RECORDS SUPPLIED:
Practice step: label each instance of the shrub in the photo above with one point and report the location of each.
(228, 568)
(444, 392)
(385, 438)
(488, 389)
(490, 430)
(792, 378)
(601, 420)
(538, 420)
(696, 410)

PROMPT: Reproduce the preceding records exactly and completely.

RESPONSE BOX:
Practice step: label each instance of the shrub in the photo above with one point and report the location of each.
(228, 568)
(444, 392)
(385, 438)
(488, 389)
(490, 430)
(792, 378)
(601, 420)
(538, 420)
(696, 410)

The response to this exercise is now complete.